### EXCERPTED DATA
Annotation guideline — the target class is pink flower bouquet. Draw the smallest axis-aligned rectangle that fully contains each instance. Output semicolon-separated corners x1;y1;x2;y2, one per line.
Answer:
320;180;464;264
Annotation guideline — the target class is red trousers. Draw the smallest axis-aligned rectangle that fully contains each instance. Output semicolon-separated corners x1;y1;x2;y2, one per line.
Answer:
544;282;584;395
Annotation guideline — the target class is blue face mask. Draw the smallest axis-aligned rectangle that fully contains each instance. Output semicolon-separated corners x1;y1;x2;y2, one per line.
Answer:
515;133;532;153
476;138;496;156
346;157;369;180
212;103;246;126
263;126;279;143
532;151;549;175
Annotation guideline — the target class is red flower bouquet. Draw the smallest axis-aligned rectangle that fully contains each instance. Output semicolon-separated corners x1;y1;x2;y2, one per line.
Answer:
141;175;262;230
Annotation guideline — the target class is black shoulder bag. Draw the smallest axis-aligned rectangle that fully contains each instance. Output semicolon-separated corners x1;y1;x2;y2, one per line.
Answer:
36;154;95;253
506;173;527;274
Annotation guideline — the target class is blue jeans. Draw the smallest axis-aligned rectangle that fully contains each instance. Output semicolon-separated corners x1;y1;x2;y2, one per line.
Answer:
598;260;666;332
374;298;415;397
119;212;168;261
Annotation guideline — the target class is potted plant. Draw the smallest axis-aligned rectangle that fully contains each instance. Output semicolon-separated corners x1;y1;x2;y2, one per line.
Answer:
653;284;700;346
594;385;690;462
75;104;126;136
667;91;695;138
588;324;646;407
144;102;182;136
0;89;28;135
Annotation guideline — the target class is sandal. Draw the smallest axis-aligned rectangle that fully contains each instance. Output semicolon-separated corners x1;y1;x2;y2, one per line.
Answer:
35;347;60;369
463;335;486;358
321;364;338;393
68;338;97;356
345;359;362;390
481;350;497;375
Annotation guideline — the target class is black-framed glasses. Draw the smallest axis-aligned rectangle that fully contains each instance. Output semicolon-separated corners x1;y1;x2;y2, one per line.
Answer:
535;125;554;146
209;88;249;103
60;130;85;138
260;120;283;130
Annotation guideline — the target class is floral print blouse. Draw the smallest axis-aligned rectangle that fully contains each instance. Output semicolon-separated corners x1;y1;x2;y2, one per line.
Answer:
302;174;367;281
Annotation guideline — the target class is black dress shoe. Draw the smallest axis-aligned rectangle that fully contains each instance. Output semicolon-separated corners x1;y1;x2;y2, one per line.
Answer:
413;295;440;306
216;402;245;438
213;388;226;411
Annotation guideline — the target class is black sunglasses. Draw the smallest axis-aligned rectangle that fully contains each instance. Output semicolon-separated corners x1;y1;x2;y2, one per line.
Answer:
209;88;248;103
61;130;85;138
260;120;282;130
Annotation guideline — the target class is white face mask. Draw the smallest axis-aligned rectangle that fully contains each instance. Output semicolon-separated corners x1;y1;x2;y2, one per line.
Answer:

### EXERCISE DETAILS
Rewrite the lines above as a numbered list, leaving out any blank lines.

### THE OUTPUT
1. Annotation guideline — the target class is pink flower bouquet. Draw the smallest axis-aligned rectangle that fully contains each instance. Output semicolon-separated corners x1;y1;x2;y2, one per line.
2. Answer:
3. 320;180;464;264
4. Annotation guideline — the target class is red trousers. Draw the smallest axis-aligned rectangle that fully contains each instance. Output semicolon-separated corners x1;y1;x2;y2, one per line.
5. Answer:
6. 544;282;584;395
7. Annotation guideline — the target class is blue face mask. Draw the smallest axis-aligned rectangle that fully contains each instance. Output semicolon-separated corners x1;y1;x2;y2, one per line.
8. Answer:
9. 515;133;532;153
10. 476;138;496;156
11. 346;157;369;180
12. 212;103;246;126
13. 263;126;279;143
14. 532;151;549;175
15. Annotation guideline — the target class is red flower bouquet. Draw the smallest axis-aligned rectangle that fully contains each instance. Output semicolon-separated corners x1;y1;x2;y2, one per line.
16. Answer:
17. 141;175;262;230
18. Annotation guideline — the target class is black shoulder bag. Draw the smallest axis-aligned rectangle that fully contains each instance. Output semicolon-separated corners x1;y1;x2;y2, one per line.
19. Answer:
20. 36;154;95;253
21. 506;173;527;274
22. Annotation guideline — the target class is blue jeans. Draw the smallest axis-aligned rectangle that fully contains each instance. Output semicolon-separated corners x1;y1;x2;y2, one per line.
23. Answer:
24. 598;260;666;332
25. 374;298;415;397
26. 119;212;168;261
27. Annotation guideline — the target class is potted plant. Draw the smallest axis-aligned rectangle that fully contains each instance. Output semicolon-separated corners x1;y1;x2;y2, one per line.
28. Answer:
29. 653;284;700;346
30. 594;385;690;462
31. 75;104;126;136
32. 667;91;695;138
33. 588;324;646;407
34. 144;102;182;136
35. 0;89;28;135
36. Annotation guideline — the target class is sandal. Draw the smallest axis-aligned rectangle that fully contains each instance. Output semicolon-separated corners x1;y1;x2;y2, one per line.
37. Answer:
38. 35;347;60;369
39. 463;335;486;358
40. 321;364;338;393
41. 68;338;97;356
42. 345;359;362;390
43. 481;350;497;375
44. Annotation guideline — the target class is black-framed glasses. Draw the smallest axis-aligned rectangle that fully contains each instance. Output semicolon-separated corners x1;y1;x2;y2, one per line.
45. Answer:
46. 535;125;554;146
47. 209;88;249;103
48. 60;130;85;138
49. 260;120;283;130
50. Annotation guideline — the target class is floral print blouse. Draw the smallest axis-aligned rectangle that fully contains each instance. Output semicolon-separated corners x1;y1;x2;y2, one per line.
51. Answer:
52. 302;174;367;281
53. Annotation guideline — the target class is black dress shoe. Draw the smallest axis-aligned rectangle that fully contains each instance. Output semicolon-separated corners x1;y1;x2;y2, one per line.
54. Answer:
55. 413;295;440;306
56. 216;402;245;438
57. 213;388;226;411
58. Annotation guideline — the target class is black sunglasses. Draw the smallest axis-aligned rectangle that fully contains each instance. Output semicolon-separated corners x1;y1;x2;y2, one per line.
59. Answer:
60. 209;88;248;103
61. 61;130;85;138
62. 260;120;282;130
63. Annotation guideline — the target class is white face mask. Draw the smallest axis-aligned rectangle that fully contains each instance. Output semicolon-separated corners x1;y1;x2;y2, one per line.
64. Answer:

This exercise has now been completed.